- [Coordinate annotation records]
+ + + + + + +

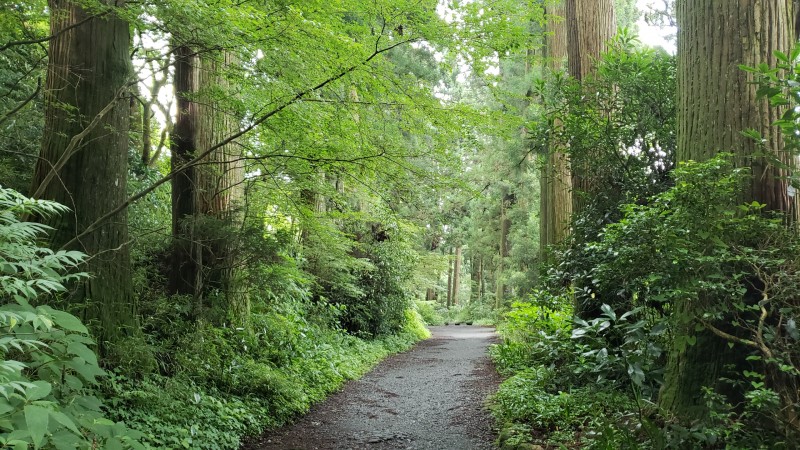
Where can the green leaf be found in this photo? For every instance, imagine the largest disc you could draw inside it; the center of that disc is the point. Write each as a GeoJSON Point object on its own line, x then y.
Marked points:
{"type": "Point", "coordinates": [80, 350]}
{"type": "Point", "coordinates": [40, 390]}
{"type": "Point", "coordinates": [37, 420]}
{"type": "Point", "coordinates": [65, 420]}
{"type": "Point", "coordinates": [608, 312]}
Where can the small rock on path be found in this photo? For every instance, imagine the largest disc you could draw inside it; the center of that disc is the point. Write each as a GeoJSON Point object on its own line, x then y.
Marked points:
{"type": "Point", "coordinates": [431, 397]}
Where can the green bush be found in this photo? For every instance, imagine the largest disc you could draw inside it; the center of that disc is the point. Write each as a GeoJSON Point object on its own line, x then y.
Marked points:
{"type": "Point", "coordinates": [234, 382]}
{"type": "Point", "coordinates": [48, 371]}
{"type": "Point", "coordinates": [429, 313]}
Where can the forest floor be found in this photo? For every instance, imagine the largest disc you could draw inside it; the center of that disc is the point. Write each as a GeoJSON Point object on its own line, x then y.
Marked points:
{"type": "Point", "coordinates": [431, 397]}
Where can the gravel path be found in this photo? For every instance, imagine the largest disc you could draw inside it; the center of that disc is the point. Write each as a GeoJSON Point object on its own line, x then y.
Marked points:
{"type": "Point", "coordinates": [431, 397]}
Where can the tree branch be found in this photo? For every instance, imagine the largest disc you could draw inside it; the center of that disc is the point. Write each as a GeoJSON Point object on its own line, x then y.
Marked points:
{"type": "Point", "coordinates": [294, 99]}
{"type": "Point", "coordinates": [25, 102]}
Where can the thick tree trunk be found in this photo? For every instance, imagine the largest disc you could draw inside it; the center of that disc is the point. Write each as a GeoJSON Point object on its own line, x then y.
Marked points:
{"type": "Point", "coordinates": [219, 189]}
{"type": "Point", "coordinates": [456, 274]}
{"type": "Point", "coordinates": [715, 103]}
{"type": "Point", "coordinates": [205, 197]}
{"type": "Point", "coordinates": [717, 100]}
{"type": "Point", "coordinates": [186, 259]}
{"type": "Point", "coordinates": [590, 25]}
{"type": "Point", "coordinates": [556, 177]}
{"type": "Point", "coordinates": [84, 158]}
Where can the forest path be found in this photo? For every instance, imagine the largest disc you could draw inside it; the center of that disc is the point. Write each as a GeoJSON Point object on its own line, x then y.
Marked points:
{"type": "Point", "coordinates": [431, 397]}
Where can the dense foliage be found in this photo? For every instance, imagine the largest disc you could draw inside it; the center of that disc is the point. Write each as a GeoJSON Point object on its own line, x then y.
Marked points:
{"type": "Point", "coordinates": [263, 199]}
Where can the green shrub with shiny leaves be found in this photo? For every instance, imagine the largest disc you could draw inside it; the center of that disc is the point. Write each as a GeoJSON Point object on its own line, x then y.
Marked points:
{"type": "Point", "coordinates": [48, 368]}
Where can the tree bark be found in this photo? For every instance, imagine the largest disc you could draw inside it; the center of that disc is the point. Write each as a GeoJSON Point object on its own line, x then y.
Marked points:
{"type": "Point", "coordinates": [185, 264]}
{"type": "Point", "coordinates": [715, 103]}
{"type": "Point", "coordinates": [450, 279]}
{"type": "Point", "coordinates": [456, 274]}
{"type": "Point", "coordinates": [717, 100]}
{"type": "Point", "coordinates": [591, 23]}
{"type": "Point", "coordinates": [475, 279]}
{"type": "Point", "coordinates": [83, 162]}
{"type": "Point", "coordinates": [556, 177]}
{"type": "Point", "coordinates": [219, 189]}
{"type": "Point", "coordinates": [205, 197]}
{"type": "Point", "coordinates": [505, 228]}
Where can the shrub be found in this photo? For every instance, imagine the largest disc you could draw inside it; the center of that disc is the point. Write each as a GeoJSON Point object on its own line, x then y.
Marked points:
{"type": "Point", "coordinates": [48, 371]}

+ + + + + + +

- [Written instruction] Take the data above and repeat it exactly, leaving each picture out.

- [Result of the task]
Where can the green leaf be found in this photo? For every instance, imagine the largest disc you could draw inside it; the center of that disc is the point. Write each as a GeoJSON Point object on its own line, x then y.
Marked points:
{"type": "Point", "coordinates": [80, 350]}
{"type": "Point", "coordinates": [40, 390]}
{"type": "Point", "coordinates": [37, 420]}
{"type": "Point", "coordinates": [65, 420]}
{"type": "Point", "coordinates": [608, 312]}
Where can the small rock on path be found in this photo? For every instance, imagine the largest disc you could draw inside it; the center of that disc is the point. Write each as a GeoJSON Point object on its own line, x then y.
Marked points:
{"type": "Point", "coordinates": [431, 397]}
Where can the green bush be found in this photo? For every instance, imagine the largest disc you could draw inside it; the center of that disc is the point. Write each as a GeoJSON Point object on its own line, x then y.
Marked points:
{"type": "Point", "coordinates": [234, 382]}
{"type": "Point", "coordinates": [48, 371]}
{"type": "Point", "coordinates": [429, 313]}
Where can the forest floor be found in this photo? For every instance, imagine the largest disc you could draw inside it; the center of that disc is the point. Write each as a GeoJSON Point object on its own line, x then y.
Marked points:
{"type": "Point", "coordinates": [431, 397]}
Where can the gravel path be found in this photo? For every instance, imagine the largest disc you could draw inside it; the center of that disc is the point. Write each as a GeoJSON Point object on its own line, x then y.
Marked points:
{"type": "Point", "coordinates": [431, 397]}
Where can the tree branch be found in this photo? For every instance, imagine the largest disc you could draw inside it; the center of that disc is the point. Write each as a GeoJSON Point object on its own line, x then y.
Marked points:
{"type": "Point", "coordinates": [294, 99]}
{"type": "Point", "coordinates": [25, 102]}
Where can the thick tree trunk be found in this photo? For every instance, imagine the largest disc you could draw inside it; the center of that disc is the point. Write each as a GeoJSON Point object on its own line, x then y.
Marked points:
{"type": "Point", "coordinates": [219, 189]}
{"type": "Point", "coordinates": [456, 274]}
{"type": "Point", "coordinates": [715, 103]}
{"type": "Point", "coordinates": [205, 197]}
{"type": "Point", "coordinates": [717, 100]}
{"type": "Point", "coordinates": [186, 259]}
{"type": "Point", "coordinates": [590, 25]}
{"type": "Point", "coordinates": [556, 177]}
{"type": "Point", "coordinates": [84, 158]}
Where can the forest path be found in this photo? For every instance, imagine the largest disc you could draw inside it; the center of that disc is the point. Write each as a GeoJSON Point object on its own line, x then y.
Marked points:
{"type": "Point", "coordinates": [431, 397]}
Where can the dense foliage be found in this photo? For every instance, imagine the largest disc you could draw inside it; the center of that disc is the point. Write each as a GeoJSON Point object on its own line, x then y.
Marked points:
{"type": "Point", "coordinates": [263, 199]}
Where can the green shrub with shiny leaves be found in this photo? For every instance, imagine the largest disc you could draw inside it; the center of that disc is the point. Write each as a GeoJSON Point object on its own line, x then y.
Marked points:
{"type": "Point", "coordinates": [48, 368]}
Where can the tree bark be found in this photo? For every instance, imagine the largest disc you could draw inside it; the center of that disc is the point. Write each as a GeoJSON Point object on its own line, x then y.
Marked points:
{"type": "Point", "coordinates": [185, 264]}
{"type": "Point", "coordinates": [715, 103]}
{"type": "Point", "coordinates": [450, 279]}
{"type": "Point", "coordinates": [456, 274]}
{"type": "Point", "coordinates": [717, 100]}
{"type": "Point", "coordinates": [591, 23]}
{"type": "Point", "coordinates": [475, 279]}
{"type": "Point", "coordinates": [83, 162]}
{"type": "Point", "coordinates": [556, 177]}
{"type": "Point", "coordinates": [219, 189]}
{"type": "Point", "coordinates": [205, 197]}
{"type": "Point", "coordinates": [505, 228]}
Where can the shrub be found in this photo? For every instance, imagine the largest disc you could draw inside it; the center of that disc is the point. Write each as a GeoJSON Point object on its own line, x then y.
Marked points:
{"type": "Point", "coordinates": [48, 371]}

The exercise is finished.